= EXCERPT PROVIDED =
I would suggest you also talk to them about your chosen vehicle for taking on the trade. It sounds high risk to me - there's 18 months of commitment coming your way in the form of those venue bookings - and no guarantee of income.
One last comment. You're a new user so some of Sift's risk warning applies to you. Being new means you have no history. Sift thinks:
Please note that posting as an anonymous user is reserved for sensitive content that you need help with but don't want people to know who you are.
However, it will also mean that other users will not be able to see your history on the site and therefore might not be as willing to provide you with a reply.
You're a new user. You have no history. Some people (me included) like to see a bit of history. Ideally, one showing that you help others as well as asking for help.
Nothing personal - all of us were new users once (in some cases, more than once).
Tax Dragon is right. Although I am not an accountant, I have done a small amount of corporate finance work over the years (in the sense of buying and selling businesses myself). The difficulty with something like this is that the cost of advice is quite a high proportion of the theoretical profit of the business. However, you do need advice from someone. I would not say that this can be valued on a Price/Earnings basis. Furthermore if the business can be upsized easily why has the current owner not doing this.
What you have to work out is what you are actually buying. It is a regular customer base, is it intellectual property, is it market presence. Or is it the profit for 18 months. You don't even say whether the profit of the events is each or a total of the figure stated.
When you buy a business you can have a deal that is a bit more complicated and involves paying a sum to start out with, and the further sum later if things go well (or as planned).

(Portion of a data file)

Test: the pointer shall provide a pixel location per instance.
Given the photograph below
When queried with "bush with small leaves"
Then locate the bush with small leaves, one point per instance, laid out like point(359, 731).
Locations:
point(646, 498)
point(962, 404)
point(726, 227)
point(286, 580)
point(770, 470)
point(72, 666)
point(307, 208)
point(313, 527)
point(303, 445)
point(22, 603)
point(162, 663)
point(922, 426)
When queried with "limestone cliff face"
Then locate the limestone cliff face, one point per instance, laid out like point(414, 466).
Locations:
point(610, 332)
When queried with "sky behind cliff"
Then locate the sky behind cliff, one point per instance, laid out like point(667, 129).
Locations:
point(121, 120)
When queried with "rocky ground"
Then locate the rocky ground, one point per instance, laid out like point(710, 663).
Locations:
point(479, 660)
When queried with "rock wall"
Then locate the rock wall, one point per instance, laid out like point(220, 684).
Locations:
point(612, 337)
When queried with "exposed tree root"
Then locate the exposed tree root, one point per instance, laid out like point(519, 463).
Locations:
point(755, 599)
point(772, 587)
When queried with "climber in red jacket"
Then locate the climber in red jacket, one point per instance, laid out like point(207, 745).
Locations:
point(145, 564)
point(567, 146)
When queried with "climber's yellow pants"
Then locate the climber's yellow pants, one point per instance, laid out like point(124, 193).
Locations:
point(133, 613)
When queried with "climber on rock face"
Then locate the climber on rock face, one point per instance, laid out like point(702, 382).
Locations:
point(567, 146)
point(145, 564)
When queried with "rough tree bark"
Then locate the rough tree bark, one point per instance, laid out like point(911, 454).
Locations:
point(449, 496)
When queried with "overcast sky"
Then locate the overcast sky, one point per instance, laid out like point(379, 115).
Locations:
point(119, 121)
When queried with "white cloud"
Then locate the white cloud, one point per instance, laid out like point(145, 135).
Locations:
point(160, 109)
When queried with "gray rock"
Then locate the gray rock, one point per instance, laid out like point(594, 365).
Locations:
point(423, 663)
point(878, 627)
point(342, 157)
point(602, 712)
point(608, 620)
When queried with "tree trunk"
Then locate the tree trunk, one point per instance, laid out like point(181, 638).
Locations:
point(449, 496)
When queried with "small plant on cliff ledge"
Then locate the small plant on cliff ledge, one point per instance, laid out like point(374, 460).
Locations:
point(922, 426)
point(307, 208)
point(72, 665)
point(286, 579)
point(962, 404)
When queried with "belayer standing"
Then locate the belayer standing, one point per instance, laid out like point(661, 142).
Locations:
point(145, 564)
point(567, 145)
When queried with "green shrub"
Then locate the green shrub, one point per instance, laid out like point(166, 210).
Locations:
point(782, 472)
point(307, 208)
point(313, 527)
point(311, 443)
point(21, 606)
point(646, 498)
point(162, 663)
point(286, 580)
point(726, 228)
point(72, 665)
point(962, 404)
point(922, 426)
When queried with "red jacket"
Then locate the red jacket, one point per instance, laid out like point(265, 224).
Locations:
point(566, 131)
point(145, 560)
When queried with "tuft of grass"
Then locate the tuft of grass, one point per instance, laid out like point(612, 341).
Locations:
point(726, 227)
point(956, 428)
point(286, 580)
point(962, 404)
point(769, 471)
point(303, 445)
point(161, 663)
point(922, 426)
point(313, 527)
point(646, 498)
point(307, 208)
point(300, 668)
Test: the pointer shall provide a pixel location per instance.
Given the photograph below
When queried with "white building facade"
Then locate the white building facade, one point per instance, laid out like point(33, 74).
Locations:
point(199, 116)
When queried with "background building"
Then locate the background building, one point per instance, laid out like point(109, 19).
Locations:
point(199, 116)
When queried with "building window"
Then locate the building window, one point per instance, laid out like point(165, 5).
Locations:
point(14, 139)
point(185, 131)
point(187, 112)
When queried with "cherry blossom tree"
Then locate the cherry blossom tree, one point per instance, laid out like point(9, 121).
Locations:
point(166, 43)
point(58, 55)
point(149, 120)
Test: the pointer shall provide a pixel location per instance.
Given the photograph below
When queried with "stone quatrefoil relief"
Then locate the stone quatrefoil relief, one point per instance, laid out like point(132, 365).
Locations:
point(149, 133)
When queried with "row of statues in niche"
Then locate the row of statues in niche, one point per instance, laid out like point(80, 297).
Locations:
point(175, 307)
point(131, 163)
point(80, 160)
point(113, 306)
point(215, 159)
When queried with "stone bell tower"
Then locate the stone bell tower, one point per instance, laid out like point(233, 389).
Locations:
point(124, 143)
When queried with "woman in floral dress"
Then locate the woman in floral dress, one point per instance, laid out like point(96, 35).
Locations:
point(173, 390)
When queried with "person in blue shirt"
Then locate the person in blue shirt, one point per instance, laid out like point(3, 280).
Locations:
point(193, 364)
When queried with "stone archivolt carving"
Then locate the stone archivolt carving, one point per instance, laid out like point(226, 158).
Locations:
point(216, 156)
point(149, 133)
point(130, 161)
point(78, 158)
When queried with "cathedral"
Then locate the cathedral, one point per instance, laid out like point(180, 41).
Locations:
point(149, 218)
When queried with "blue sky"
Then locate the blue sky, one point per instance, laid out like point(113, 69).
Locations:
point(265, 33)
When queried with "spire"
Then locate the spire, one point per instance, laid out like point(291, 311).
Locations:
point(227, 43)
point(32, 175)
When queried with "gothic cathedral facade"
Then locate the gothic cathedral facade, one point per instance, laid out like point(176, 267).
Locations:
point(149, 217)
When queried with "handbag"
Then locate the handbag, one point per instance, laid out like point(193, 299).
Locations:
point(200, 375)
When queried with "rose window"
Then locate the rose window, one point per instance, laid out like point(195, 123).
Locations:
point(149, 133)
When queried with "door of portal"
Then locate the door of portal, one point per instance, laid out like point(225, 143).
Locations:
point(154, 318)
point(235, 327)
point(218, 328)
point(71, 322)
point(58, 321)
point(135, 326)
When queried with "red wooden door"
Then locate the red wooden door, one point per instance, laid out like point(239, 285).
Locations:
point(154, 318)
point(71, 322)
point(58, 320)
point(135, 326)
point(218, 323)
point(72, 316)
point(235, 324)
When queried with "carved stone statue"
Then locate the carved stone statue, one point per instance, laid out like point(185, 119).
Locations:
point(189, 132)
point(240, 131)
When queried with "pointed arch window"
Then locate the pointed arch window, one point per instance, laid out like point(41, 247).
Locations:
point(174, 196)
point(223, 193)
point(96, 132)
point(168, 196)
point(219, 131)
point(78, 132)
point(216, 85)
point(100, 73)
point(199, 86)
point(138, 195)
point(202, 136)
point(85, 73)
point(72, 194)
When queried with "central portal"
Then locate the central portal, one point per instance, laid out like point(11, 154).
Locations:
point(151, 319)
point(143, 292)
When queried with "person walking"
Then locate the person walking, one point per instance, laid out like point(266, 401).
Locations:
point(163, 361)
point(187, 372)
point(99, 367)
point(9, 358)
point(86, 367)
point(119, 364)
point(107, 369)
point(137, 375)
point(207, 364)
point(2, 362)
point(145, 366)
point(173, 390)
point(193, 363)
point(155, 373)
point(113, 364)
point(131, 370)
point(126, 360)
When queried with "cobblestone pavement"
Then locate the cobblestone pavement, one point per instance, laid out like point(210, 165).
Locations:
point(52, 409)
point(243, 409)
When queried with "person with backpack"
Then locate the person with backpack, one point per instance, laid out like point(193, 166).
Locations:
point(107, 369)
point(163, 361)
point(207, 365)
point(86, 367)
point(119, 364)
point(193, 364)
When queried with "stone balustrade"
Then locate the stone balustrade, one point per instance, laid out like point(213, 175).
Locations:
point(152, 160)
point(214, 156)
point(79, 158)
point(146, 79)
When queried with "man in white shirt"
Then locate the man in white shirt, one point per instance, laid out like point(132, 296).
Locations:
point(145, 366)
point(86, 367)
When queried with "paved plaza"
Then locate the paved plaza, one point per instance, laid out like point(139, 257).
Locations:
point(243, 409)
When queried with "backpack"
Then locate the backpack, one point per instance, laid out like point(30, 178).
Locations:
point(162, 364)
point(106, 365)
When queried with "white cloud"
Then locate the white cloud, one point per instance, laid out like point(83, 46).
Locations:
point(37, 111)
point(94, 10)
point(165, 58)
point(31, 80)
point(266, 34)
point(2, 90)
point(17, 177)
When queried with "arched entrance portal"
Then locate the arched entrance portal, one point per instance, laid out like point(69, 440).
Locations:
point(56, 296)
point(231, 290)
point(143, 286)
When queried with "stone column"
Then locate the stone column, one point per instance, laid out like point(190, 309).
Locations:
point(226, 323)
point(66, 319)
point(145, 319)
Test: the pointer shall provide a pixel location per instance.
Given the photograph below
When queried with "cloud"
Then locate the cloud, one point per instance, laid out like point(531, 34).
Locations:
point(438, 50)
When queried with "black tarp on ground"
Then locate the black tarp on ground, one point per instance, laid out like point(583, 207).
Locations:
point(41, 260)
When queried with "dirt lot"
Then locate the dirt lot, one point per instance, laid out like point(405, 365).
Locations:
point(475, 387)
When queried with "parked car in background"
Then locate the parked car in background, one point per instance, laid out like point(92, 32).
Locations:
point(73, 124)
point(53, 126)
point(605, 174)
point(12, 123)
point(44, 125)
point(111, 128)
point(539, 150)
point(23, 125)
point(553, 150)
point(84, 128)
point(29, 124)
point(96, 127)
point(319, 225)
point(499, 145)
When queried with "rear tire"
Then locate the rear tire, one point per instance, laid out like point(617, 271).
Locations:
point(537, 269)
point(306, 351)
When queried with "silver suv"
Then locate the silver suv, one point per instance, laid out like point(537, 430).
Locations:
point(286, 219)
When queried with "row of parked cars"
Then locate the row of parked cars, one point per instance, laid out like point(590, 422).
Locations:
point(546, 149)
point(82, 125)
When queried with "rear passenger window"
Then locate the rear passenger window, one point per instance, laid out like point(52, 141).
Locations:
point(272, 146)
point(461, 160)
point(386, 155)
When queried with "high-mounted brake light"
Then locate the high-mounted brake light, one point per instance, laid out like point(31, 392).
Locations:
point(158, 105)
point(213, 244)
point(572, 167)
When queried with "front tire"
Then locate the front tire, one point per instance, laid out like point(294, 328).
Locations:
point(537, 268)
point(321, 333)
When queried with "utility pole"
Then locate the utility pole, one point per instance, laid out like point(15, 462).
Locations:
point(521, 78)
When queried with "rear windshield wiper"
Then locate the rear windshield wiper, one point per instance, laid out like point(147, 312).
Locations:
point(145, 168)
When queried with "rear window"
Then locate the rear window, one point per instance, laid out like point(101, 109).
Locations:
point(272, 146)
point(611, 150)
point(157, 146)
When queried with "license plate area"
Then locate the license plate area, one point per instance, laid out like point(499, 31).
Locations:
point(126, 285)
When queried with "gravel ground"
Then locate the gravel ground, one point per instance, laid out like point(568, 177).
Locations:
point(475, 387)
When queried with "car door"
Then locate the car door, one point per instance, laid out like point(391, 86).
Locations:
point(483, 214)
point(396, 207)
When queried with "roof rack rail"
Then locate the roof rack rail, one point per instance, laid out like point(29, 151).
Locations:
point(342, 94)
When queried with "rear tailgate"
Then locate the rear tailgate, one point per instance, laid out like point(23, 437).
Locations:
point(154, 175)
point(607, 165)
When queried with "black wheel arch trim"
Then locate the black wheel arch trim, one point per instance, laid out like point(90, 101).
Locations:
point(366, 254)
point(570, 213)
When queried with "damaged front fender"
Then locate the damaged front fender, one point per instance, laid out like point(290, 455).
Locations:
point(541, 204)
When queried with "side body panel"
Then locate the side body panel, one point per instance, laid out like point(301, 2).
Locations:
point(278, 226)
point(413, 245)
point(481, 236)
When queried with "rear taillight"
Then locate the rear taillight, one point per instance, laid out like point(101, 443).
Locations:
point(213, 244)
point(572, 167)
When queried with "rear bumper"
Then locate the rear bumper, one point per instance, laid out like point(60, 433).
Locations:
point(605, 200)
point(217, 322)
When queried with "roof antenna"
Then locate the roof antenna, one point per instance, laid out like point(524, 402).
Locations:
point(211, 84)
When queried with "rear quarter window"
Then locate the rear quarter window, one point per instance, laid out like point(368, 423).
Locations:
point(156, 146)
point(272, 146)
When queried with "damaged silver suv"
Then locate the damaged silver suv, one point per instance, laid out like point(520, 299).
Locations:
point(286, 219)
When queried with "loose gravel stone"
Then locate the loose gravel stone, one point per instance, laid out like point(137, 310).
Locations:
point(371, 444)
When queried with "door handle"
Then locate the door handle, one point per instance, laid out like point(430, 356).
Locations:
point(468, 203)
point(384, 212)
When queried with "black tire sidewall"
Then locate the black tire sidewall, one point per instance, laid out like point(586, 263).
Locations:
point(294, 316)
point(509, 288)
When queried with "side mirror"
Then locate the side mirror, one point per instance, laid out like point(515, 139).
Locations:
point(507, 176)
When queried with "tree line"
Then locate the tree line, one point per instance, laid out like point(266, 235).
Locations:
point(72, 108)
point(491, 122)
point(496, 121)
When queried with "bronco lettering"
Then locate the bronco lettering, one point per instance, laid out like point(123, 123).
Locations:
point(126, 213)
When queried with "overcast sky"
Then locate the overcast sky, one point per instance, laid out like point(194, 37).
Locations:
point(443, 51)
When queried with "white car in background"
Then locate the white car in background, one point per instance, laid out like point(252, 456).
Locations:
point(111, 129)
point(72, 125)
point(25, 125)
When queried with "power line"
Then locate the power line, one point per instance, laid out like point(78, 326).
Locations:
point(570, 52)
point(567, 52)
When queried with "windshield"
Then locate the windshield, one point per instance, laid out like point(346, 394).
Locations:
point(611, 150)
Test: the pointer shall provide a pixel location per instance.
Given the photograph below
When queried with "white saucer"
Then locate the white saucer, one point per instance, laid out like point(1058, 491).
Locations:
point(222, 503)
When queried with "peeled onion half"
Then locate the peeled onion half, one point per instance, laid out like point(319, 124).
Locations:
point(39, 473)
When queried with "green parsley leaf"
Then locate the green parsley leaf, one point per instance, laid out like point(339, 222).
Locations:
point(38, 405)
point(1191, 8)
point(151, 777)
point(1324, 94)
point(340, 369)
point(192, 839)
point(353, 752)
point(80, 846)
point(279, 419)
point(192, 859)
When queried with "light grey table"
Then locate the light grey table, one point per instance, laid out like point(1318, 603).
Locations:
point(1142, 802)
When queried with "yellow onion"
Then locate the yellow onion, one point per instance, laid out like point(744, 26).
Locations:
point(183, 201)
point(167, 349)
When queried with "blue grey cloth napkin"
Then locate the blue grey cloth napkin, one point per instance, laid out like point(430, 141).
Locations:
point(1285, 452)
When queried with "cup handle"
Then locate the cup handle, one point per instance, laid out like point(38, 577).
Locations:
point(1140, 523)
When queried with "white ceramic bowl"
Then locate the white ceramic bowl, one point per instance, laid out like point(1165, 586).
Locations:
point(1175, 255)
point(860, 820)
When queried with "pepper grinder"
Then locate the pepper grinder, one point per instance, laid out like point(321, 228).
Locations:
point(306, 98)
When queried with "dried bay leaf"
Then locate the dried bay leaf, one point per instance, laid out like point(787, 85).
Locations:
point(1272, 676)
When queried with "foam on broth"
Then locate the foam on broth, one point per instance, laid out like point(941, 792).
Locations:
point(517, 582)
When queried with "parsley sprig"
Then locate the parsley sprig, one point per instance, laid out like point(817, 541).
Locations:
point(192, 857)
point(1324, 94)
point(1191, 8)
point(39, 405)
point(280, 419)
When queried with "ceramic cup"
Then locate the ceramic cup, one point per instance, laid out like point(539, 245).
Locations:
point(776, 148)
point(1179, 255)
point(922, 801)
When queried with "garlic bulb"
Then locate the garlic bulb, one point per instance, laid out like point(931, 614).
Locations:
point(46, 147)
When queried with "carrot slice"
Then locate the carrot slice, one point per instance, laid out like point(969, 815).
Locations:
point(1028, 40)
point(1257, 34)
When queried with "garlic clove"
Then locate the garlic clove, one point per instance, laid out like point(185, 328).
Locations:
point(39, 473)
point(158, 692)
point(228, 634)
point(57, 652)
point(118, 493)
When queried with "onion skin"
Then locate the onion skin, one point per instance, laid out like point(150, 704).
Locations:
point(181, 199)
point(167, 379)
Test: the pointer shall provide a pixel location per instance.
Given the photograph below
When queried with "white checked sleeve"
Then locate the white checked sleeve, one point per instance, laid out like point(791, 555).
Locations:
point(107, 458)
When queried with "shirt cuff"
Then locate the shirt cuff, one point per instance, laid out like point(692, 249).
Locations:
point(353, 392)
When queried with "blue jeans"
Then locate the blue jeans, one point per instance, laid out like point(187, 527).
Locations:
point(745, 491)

= PROBLEMS =
1. Condense the paragraph of the forum excerpt that begins "What you have to work out," either as a shorter paragraph or as a bulleted list, and keep its main facts.
2. Reproduce word for word the stretch of the forum excerpt from "One last comment." through "more than once).".
The records are not required for this work.

= ANSWERS TO THE EXERCISES =
1.
- The buyer needs to determine what is actually being purchased: a regular customer base, intellectual property, market presence, or the profit for 18 months.
- The buyer has not said whether the stated profit figure is for each event or is a total.

2.
One last comment. You're a new user so some of Sift's risk warning applies to you. Being new means you have no history. Sift thinks:
Please note that posting as an anonymous user is reserved for sensitive content that you need help with but don't want people to know who you are.
However, it will also mean that other users will not be able to see your history on the site and therefore might not be as willing to provide you with a reply.
You're a new user. You have no history. Some people (me included) like to see a bit of history. Ideally, one showing that you help others as well as asking for help.
Nothing personal - all of us were new users once (in some cases, more than once).